Geben Sie aus dem Text über den verdeckten Testkauf in der Apotheke den Abschnitt wortgetreu wieder, der bei „Bei meiner 50jährigen“ beginnt und bei „solch lächerlichen Vorhaltungen?“ endet.

Übungstext →
____

Ich bekam vor nicht allzu langer Zeit Besuch eines sogenannten Pseudo - Costumers, der verdeckt eine 20 er Packung Dulcolax kaufte. Nach seinem Outing erklärte er die Beratung für unzureichend, weil genau die oben angegebenen Interaktionen zu einer weitreichenderen Beratung hätten führen müssen.
Bei meiner 50jährigen Pharmazeutischen Erfahrung fand ich diese Belehrung von einem anscheinend länger schon aus dem aktiven Dienst entfernten " Kollegen " für anmaßend und habe ihm das auch deutlich gemacht. Auch wenn er sich auf irgendwelche Kammerrichtlinien berief, so ist es doch eher lächerlich bei einer 20 er Packung Dulcolax solch einen Aufstand zu machen.
Der Apothekerkammer werde ich auch noch ein dementsprechendes Monitum zukommenlassen lassen.
Wer nimmt sich eigentlich das Recht, uns in dieser Weise diskriminierend vorzuführen bei solch lächerlichen Vorhaltungen?
Wenn das nun den zukünftigen Weg bedeutet, die AMTS zu forcieren, dann kann ich nur noch froh sein, diesen Zirkus mit all seinen machthungrigen Protagonisten umgehend zu verlassen.

____

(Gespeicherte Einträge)
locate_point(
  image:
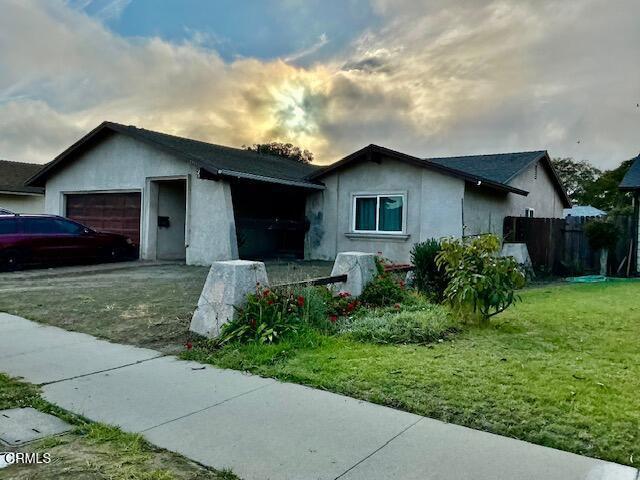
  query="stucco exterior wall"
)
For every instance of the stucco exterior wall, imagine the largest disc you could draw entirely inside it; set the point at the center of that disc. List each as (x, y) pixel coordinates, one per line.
(120, 163)
(484, 210)
(433, 208)
(22, 203)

____

Lösung →
Bei meiner 50jährigen Pharmazeutischen Erfahrung fand ich diese Belehrung von einem anscheinend länger schon aus dem aktiven Dienst entfernten " Kollegen " für anmaßend und habe ihm das auch deutlich gemacht. Auch wenn er sich auf irgendwelche Kammerrichtlinien berief, so ist es doch eher lächerlich bei einer 20 er Packung Dulcolax solch einen Aufstand zu machen.
Der Apothekerkammer werde ich auch noch ein dementsprechendes Monitum zukommenlassen lassen.
Wer nimmt sich eigentlich das Recht, uns in dieser Weise diskriminierend vorzuführen bei solch lächerlichen Vorhaltungen?